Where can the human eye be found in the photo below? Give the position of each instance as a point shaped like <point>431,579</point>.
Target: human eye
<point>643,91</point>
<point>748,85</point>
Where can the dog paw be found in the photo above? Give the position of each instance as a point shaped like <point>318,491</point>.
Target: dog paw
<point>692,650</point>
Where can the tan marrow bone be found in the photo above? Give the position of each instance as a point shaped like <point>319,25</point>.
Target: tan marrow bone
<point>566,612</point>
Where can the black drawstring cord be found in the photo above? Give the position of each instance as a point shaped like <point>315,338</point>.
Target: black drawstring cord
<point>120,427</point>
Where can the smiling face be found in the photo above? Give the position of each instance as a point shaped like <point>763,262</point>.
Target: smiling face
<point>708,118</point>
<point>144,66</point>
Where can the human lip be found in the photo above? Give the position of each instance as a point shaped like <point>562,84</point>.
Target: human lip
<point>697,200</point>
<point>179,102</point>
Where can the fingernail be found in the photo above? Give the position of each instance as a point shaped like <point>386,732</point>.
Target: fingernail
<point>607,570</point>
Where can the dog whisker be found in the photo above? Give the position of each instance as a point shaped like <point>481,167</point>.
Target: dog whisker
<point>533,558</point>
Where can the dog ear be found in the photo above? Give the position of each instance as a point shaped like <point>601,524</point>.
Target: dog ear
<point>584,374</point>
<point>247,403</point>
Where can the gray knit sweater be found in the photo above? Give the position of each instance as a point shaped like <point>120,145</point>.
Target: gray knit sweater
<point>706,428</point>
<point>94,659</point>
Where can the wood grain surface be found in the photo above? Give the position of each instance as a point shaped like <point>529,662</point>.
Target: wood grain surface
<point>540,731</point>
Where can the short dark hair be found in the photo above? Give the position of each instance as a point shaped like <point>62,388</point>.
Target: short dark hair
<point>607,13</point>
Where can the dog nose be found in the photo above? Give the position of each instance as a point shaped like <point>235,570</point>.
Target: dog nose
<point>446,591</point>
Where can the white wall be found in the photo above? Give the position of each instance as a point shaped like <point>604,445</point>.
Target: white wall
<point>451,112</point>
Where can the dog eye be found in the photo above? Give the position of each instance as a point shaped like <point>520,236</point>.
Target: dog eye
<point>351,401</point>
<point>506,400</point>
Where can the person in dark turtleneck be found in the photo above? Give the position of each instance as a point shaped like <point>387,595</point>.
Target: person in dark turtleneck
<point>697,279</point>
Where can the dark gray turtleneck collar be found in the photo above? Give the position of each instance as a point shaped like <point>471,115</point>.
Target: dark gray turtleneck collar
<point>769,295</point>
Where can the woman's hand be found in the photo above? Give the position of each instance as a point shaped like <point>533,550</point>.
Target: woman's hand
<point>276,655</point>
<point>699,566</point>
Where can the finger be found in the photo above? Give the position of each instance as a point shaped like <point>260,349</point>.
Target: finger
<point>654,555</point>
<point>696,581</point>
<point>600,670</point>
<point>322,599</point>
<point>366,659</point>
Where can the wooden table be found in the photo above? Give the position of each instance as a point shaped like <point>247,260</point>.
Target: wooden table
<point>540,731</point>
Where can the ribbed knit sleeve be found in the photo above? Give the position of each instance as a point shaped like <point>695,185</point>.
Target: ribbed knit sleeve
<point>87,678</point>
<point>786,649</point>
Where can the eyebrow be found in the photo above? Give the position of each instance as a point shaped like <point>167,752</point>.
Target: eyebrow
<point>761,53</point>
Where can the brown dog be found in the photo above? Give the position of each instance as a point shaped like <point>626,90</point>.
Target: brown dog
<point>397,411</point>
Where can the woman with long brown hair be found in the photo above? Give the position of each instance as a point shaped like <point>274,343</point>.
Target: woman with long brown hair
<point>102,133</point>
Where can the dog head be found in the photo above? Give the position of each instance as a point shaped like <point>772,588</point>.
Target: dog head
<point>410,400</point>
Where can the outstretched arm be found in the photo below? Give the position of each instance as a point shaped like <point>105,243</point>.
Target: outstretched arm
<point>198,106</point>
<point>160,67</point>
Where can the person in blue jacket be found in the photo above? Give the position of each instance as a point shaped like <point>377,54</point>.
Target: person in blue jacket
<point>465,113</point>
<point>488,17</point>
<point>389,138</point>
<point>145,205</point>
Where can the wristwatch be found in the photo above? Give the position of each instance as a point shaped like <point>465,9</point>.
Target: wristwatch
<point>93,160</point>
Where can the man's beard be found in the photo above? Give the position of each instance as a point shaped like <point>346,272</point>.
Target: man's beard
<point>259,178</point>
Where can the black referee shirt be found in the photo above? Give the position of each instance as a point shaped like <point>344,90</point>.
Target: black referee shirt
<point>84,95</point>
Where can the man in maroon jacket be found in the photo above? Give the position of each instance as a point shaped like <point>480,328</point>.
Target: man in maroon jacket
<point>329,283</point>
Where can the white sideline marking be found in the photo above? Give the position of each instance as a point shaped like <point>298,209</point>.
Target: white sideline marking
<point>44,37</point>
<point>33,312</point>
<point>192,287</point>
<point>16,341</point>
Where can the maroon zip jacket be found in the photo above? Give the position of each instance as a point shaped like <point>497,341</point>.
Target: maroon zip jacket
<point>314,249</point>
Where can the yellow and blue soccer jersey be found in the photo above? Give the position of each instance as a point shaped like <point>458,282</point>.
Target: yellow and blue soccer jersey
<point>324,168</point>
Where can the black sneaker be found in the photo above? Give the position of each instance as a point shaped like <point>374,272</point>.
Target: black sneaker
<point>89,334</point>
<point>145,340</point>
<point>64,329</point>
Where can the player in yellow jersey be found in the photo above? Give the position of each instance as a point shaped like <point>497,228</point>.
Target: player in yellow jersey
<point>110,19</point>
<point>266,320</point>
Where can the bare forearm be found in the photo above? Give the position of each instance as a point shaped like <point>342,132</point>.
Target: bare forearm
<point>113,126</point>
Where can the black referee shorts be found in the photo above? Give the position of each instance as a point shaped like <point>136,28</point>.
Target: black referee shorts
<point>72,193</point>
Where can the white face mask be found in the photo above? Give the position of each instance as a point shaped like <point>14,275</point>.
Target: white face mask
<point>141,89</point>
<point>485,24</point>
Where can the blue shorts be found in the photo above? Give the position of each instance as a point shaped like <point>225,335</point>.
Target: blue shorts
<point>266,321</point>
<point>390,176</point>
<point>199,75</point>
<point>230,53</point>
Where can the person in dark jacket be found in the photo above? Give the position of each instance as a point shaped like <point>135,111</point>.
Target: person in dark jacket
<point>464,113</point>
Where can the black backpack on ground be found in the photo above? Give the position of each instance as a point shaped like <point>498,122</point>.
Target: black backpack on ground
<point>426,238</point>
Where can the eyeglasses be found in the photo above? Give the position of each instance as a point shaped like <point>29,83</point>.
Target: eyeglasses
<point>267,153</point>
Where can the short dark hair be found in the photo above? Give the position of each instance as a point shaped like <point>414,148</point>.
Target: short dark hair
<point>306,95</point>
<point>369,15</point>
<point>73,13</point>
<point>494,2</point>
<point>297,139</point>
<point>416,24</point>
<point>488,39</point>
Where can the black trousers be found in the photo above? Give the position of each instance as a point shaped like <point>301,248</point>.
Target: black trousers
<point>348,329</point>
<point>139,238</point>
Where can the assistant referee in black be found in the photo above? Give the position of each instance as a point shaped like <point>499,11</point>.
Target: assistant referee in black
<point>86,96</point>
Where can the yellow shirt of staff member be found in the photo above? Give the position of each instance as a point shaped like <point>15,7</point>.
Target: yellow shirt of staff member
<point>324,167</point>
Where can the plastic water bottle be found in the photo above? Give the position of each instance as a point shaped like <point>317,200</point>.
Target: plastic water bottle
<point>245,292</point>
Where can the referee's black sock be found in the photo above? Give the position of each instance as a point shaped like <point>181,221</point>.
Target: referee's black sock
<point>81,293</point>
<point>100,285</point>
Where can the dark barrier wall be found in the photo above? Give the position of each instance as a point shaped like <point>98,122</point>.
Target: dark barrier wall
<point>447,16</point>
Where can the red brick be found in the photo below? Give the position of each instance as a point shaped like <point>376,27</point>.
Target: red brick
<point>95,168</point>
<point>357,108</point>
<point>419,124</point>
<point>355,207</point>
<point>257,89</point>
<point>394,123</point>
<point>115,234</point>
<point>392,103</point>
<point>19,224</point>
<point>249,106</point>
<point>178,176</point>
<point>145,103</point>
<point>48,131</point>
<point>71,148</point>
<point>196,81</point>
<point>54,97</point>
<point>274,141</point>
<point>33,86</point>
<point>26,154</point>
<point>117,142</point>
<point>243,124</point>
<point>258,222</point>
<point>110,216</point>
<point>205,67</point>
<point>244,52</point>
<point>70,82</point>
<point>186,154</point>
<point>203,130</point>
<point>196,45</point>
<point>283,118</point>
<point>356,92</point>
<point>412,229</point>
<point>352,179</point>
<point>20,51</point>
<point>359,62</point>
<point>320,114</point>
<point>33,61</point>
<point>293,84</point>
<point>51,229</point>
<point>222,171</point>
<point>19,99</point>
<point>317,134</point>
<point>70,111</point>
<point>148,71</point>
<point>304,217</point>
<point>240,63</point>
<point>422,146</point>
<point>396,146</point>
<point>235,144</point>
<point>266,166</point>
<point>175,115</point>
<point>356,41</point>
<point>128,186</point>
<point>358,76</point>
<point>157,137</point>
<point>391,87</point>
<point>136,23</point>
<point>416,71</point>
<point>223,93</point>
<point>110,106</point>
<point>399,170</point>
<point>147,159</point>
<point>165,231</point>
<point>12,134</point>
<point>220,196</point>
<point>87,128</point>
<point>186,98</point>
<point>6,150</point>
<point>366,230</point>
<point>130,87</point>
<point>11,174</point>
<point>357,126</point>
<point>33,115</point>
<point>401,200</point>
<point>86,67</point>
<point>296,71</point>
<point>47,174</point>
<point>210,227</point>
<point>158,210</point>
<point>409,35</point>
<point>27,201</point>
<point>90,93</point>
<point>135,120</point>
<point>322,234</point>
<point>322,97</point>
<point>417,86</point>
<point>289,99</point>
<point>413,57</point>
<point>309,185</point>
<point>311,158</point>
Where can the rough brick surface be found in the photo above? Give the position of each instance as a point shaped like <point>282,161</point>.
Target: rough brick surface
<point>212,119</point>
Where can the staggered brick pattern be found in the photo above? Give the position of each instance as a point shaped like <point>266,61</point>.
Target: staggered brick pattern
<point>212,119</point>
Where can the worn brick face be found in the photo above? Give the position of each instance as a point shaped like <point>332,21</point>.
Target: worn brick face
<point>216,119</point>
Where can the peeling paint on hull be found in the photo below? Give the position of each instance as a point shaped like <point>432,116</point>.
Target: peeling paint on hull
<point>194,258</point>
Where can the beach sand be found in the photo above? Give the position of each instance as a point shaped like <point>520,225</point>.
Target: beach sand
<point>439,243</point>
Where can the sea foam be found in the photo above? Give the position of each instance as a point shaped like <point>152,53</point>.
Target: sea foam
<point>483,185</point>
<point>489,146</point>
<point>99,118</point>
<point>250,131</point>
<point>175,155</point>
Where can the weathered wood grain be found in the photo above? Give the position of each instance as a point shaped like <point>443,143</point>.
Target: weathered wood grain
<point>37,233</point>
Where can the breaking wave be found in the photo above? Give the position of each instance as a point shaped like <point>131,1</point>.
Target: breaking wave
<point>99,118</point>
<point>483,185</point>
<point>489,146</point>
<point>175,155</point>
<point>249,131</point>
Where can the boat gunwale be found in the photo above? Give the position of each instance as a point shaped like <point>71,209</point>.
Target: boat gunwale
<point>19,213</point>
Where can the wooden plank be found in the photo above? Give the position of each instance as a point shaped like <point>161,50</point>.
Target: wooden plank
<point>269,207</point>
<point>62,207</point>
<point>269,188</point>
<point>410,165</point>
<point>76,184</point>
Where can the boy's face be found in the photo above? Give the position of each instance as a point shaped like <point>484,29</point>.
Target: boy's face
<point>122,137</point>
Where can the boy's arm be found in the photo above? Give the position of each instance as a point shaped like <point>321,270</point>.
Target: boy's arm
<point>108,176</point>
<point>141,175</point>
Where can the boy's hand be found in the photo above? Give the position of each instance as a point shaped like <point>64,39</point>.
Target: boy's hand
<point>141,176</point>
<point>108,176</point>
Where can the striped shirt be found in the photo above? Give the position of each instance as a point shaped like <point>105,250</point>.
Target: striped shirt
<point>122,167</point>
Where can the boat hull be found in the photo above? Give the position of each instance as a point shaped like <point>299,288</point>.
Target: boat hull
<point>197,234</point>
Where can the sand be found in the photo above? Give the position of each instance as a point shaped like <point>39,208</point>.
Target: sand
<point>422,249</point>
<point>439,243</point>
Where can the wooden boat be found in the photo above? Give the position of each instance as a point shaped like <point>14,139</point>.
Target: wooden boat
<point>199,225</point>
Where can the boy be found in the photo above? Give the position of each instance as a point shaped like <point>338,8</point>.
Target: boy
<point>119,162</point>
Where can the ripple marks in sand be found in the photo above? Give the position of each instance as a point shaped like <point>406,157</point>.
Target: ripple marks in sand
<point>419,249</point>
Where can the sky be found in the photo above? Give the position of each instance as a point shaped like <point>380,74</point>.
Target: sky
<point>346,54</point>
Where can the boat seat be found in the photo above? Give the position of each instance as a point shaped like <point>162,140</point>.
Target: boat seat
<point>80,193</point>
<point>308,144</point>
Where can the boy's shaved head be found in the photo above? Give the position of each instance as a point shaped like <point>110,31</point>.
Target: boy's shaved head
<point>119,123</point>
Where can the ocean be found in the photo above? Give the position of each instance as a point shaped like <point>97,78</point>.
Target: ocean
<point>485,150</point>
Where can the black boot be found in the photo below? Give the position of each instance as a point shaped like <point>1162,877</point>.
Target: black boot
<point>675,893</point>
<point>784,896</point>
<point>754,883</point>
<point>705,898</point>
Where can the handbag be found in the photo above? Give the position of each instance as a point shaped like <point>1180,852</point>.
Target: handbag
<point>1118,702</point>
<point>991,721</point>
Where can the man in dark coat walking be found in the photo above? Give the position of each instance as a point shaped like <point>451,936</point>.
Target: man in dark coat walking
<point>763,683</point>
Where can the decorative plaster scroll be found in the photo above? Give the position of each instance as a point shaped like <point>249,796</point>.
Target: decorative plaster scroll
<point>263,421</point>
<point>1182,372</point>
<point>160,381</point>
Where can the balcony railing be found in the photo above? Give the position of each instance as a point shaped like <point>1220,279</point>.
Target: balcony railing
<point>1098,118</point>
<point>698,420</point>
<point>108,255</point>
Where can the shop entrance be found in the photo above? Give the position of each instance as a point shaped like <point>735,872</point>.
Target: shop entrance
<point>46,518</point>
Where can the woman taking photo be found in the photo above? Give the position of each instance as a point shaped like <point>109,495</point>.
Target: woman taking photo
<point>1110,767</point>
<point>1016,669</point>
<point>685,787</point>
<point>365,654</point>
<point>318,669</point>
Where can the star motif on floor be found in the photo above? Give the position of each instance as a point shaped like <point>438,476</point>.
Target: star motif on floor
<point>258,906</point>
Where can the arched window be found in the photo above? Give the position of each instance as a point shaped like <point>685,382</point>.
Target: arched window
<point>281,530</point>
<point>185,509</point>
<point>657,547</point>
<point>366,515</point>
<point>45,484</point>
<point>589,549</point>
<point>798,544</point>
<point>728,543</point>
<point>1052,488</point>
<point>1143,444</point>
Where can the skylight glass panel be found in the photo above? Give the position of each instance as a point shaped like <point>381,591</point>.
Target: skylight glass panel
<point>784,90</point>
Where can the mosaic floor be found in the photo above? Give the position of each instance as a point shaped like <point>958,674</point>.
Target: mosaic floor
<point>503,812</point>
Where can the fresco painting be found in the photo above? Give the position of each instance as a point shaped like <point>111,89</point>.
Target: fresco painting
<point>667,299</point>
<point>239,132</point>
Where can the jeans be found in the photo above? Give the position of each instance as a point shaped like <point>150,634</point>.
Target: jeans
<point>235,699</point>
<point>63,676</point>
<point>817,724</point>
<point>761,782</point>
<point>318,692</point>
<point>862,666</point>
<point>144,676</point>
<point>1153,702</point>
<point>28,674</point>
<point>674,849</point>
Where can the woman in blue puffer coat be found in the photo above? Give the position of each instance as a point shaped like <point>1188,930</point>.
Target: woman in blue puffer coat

Your instructions: Reproduce exactly the stretch of the material above that starts at the line with "Where can the person in dark turtleneck" and ends at the line with "Where can the dark gray", both included, and nothing else.

Result for this exercise:
Where can the person in dark turtleneck be found in the photo above? Give the position of each instance as a point shaped like <point>387,595</point>.
Target: person in dark turtleneck
<point>697,279</point>
Where can the dark gray turtleneck collar be found in the photo above? Give the position of each instance as a point shaped like <point>471,115</point>.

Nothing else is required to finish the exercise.